**EXERCISE INSTRUCTIONS**
If a record contains an image, leave the image out and repeat everything else exactly.
....................
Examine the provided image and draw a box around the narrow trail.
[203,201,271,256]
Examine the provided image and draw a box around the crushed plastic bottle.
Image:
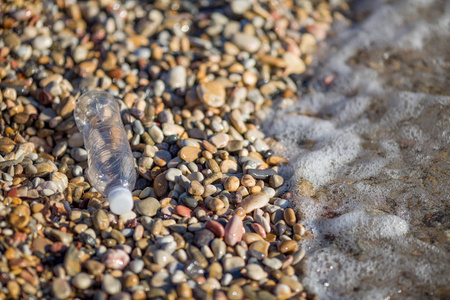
[74,90,136,215]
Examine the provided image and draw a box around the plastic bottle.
[74,90,136,215]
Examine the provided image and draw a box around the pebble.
[51,278,72,299]
[245,264,268,281]
[241,192,269,213]
[102,274,122,295]
[178,146,202,162]
[135,198,160,216]
[103,249,130,270]
[72,272,92,289]
[197,81,226,108]
[154,250,175,267]
[224,216,244,246]
[167,65,187,89]
[194,229,215,247]
[223,256,245,273]
[232,32,261,53]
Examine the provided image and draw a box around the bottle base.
[108,186,134,215]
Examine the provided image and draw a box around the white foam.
[263,0,450,298]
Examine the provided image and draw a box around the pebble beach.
[0,1,350,299]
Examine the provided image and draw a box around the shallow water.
[263,0,450,299]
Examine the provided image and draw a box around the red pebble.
[174,205,192,218]
[7,188,18,197]
[205,220,225,238]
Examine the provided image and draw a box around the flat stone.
[194,229,215,247]
[245,264,268,281]
[210,133,229,148]
[241,192,269,213]
[197,81,226,108]
[135,198,160,217]
[249,240,270,260]
[71,272,92,289]
[178,146,202,162]
[247,168,276,180]
[102,274,121,295]
[223,256,245,274]
[232,32,261,53]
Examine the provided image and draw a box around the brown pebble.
[279,240,298,254]
[178,146,202,162]
[283,208,296,227]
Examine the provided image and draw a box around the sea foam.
[263,0,450,299]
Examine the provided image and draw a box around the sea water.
[263,0,450,299]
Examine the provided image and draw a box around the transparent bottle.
[74,90,136,215]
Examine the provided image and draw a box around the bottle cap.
[108,186,134,215]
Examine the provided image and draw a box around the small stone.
[154,250,175,267]
[274,283,291,300]
[165,168,182,182]
[124,274,139,288]
[270,174,284,188]
[50,171,68,192]
[188,180,205,196]
[167,65,187,89]
[224,176,240,192]
[194,229,215,247]
[72,272,92,289]
[297,179,315,196]
[197,81,226,108]
[283,52,306,75]
[245,264,268,281]
[103,249,130,270]
[241,192,269,213]
[224,216,244,246]
[178,146,202,162]
[92,209,110,230]
[247,168,276,180]
[174,205,192,218]
[223,256,245,273]
[33,35,53,50]
[211,238,226,260]
[154,150,172,166]
[84,260,105,276]
[228,284,244,300]
[102,274,121,295]
[206,220,225,238]
[154,173,168,197]
[283,208,296,227]
[262,258,283,270]
[232,32,261,53]
[249,240,270,260]
[210,133,229,148]
[279,240,298,254]
[279,276,303,293]
[64,244,81,276]
[51,278,72,299]
[135,198,160,216]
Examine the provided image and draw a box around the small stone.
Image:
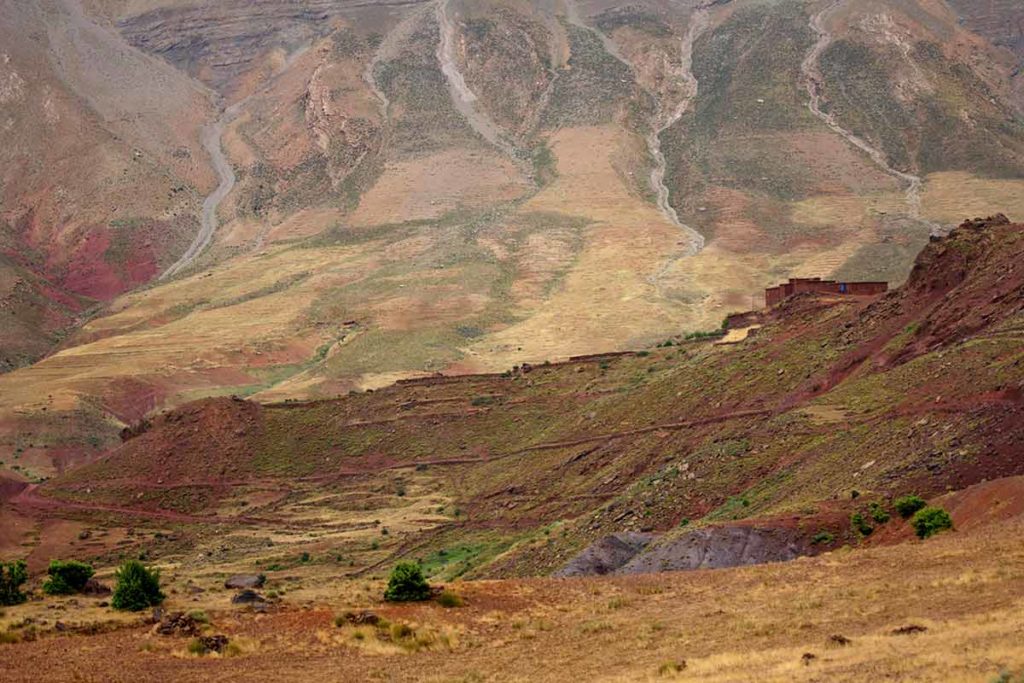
[231,590,266,605]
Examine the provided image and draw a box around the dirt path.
[160,43,313,278]
[801,0,940,233]
[645,7,710,289]
[563,0,707,297]
[436,0,516,156]
[160,105,239,279]
[11,484,265,524]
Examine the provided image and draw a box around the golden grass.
[4,513,1023,681]
[922,172,1024,225]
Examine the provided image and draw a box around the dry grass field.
[2,513,1023,682]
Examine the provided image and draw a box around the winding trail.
[802,0,939,232]
[563,0,708,294]
[646,7,711,272]
[563,0,630,66]
[436,0,516,156]
[160,45,313,279]
[160,104,240,280]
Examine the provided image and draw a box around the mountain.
[2,0,1024,484]
[12,214,1023,574]
[1,215,1022,681]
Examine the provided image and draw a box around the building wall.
[765,279,888,307]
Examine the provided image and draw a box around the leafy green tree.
[0,560,28,606]
[43,560,95,595]
[893,495,927,519]
[111,560,164,611]
[383,562,431,602]
[911,507,953,539]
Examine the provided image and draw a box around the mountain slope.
[17,216,1022,580]
[4,0,1024,480]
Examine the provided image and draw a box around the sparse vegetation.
[111,560,164,612]
[384,562,431,602]
[659,660,687,677]
[437,590,463,608]
[868,502,891,525]
[811,531,835,546]
[911,507,954,539]
[850,512,873,537]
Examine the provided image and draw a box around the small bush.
[894,495,927,519]
[659,660,686,676]
[43,560,95,595]
[911,507,953,539]
[0,560,28,606]
[437,590,463,608]
[384,562,431,602]
[868,502,891,525]
[850,512,873,536]
[811,531,835,545]
[111,560,165,611]
[187,638,207,655]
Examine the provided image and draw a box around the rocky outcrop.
[618,527,806,574]
[224,574,265,589]
[118,0,433,92]
[557,526,807,577]
[554,532,654,577]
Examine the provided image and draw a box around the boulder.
[231,590,266,605]
[155,611,201,637]
[224,574,265,590]
[341,610,379,626]
[198,635,229,653]
[81,579,112,596]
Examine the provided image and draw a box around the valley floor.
[4,513,1024,682]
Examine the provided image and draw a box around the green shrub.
[894,495,927,519]
[383,562,431,602]
[42,560,94,595]
[0,560,28,606]
[850,512,873,536]
[111,560,164,611]
[868,502,891,525]
[911,507,953,539]
[437,590,463,608]
[811,531,835,545]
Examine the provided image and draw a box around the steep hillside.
....................
**SOLUTION TO THIS PROBLEM**
Examine the provided image and draw a box around the narrow trail.
[203,201,271,256]
Examine the provided image and draw a box around the crushed plastic bottle.
Image:
[74,90,136,215]
Examine the provided image and draw a box around the plastic bottle.
[74,90,136,215]
Examine the provided image and draw a box around the pebble.
[51,278,72,299]
[245,264,268,281]
[241,192,269,213]
[102,274,122,295]
[178,146,202,162]
[135,198,160,216]
[103,249,130,270]
[72,272,92,289]
[197,81,226,108]
[154,250,175,267]
[224,216,244,246]
[167,65,187,89]
[194,229,215,247]
[223,256,245,273]
[232,32,261,53]
Examine the provided image and draw a box around the bottle base.
[108,186,134,215]
Examine the provided image and draw a box around the white foam.
[263,0,450,298]
Examine the provided image and draw a box around the pebble beach.
[0,1,350,299]
Examine the provided image and draw a box around the shallow water.
[263,0,450,299]
Examine the provided image and draw a box around the red pebble.
[174,205,192,218]
[7,188,18,197]
[205,220,225,238]
Examine the provided image and draw a box around the flat stone.
[194,229,215,247]
[245,264,268,281]
[210,133,229,148]
[241,192,269,213]
[197,81,226,108]
[135,198,160,217]
[249,240,270,260]
[71,272,92,289]
[178,146,202,162]
[247,168,276,180]
[102,274,121,295]
[223,256,245,274]
[232,32,261,53]
Examine the provided image and draw a box around the brown pebble.
[279,240,298,254]
[178,146,202,162]
[283,208,296,227]
Examine the provided image and draw a box around the sea foam.
[263,0,450,299]
Examine the provided image and draw a box around the sea water.
[263,0,450,299]
Examine the provided image and draw a box around the transparent bottle.
[74,90,136,215]
Examine the provided image and draw a box around the bottle cap.
[108,186,134,215]
Examine the provided image and draw a box around the small stone.
[154,250,175,267]
[274,283,291,300]
[165,168,182,182]
[124,274,139,288]
[270,174,284,188]
[50,171,68,192]
[188,180,205,196]
[167,65,187,89]
[224,176,240,192]
[194,229,215,247]
[72,272,92,289]
[297,179,315,196]
[197,81,226,108]
[283,52,306,75]
[245,264,268,281]
[103,249,130,270]
[241,192,269,213]
[224,216,244,246]
[178,146,202,162]
[92,209,110,230]
[247,168,276,180]
[174,205,192,218]
[223,256,245,273]
[33,35,53,50]
[211,238,226,260]
[154,150,172,166]
[84,260,105,276]
[228,284,244,300]
[102,274,121,295]
[206,220,225,238]
[154,173,168,197]
[283,208,296,227]
[262,258,283,270]
[232,32,261,53]
[249,240,270,260]
[210,133,229,148]
[279,240,298,254]
[279,276,303,293]
[64,244,81,276]
[51,278,72,299]
[135,198,160,216]
Examine the provided image and draw a box around the small stone.
Image:
[231,590,266,605]
Examine the provided image and draw a box around the dirt path.
[160,43,313,278]
[801,0,940,233]
[645,7,710,289]
[563,0,707,297]
[436,0,516,156]
[160,105,239,279]
[11,484,265,524]
Examine the provided image and draw a box around the golden grass.
[4,513,1023,681]
[922,172,1024,225]
Examine the provided image and draw a box around the dry grass field.
[2,513,1023,682]
Examine the provided image and draw a box around the winding trail.
[802,0,939,232]
[563,0,708,294]
[646,7,711,272]
[563,0,630,66]
[436,0,516,156]
[160,45,313,279]
[160,104,240,280]
Examine the provided image and draw a box around the mountain.
[2,0,1024,484]
[12,214,1023,574]
[1,215,1022,681]
Examine the provided image and draw a box around the building wall.
[765,279,888,307]
Examine the provided image and draw a box around the leafy green tree.
[0,560,28,606]
[43,560,95,595]
[893,495,927,519]
[111,560,164,611]
[383,562,431,602]
[911,507,953,539]
Examine the provided image and draw a box around the mountain slope.
[17,216,1022,580]
[4,0,1024,480]
Examine the provided image and draw a box around the sparse vegetation.
[111,560,164,612]
[384,562,431,602]
[659,660,687,677]
[437,590,463,608]
[868,502,891,525]
[811,531,835,546]
[911,507,954,539]
[850,512,873,537]
Examine the provided image and draw a box around the small bush.
[894,495,927,519]
[659,660,686,676]
[43,560,95,595]
[911,507,953,539]
[0,560,28,606]
[437,590,463,608]
[384,562,431,602]
[868,502,891,525]
[850,512,873,536]
[811,531,835,545]
[111,560,165,611]
[187,638,207,655]
Examine the provided image and draw a box around the rocky outcrop.
[618,527,806,574]
[224,574,265,589]
[118,0,433,92]
[557,526,807,577]
[554,532,654,577]
Examine the provided image and draw a box around the boulder.
[231,590,266,605]
[155,611,201,637]
[224,574,265,590]
[341,610,379,626]
[198,635,229,653]
[81,579,112,596]
Examine the provided image and draw a box around the valley floor.
[4,513,1024,682]
Examine the provided image and draw a box around the green shrub.
[894,495,927,519]
[383,562,431,602]
[42,560,94,595]
[0,560,28,606]
[850,512,873,536]
[111,560,164,611]
[868,502,891,525]
[911,507,953,539]
[437,590,463,608]
[811,531,835,545]
Examine the provided image and draw a box around the steep hillside.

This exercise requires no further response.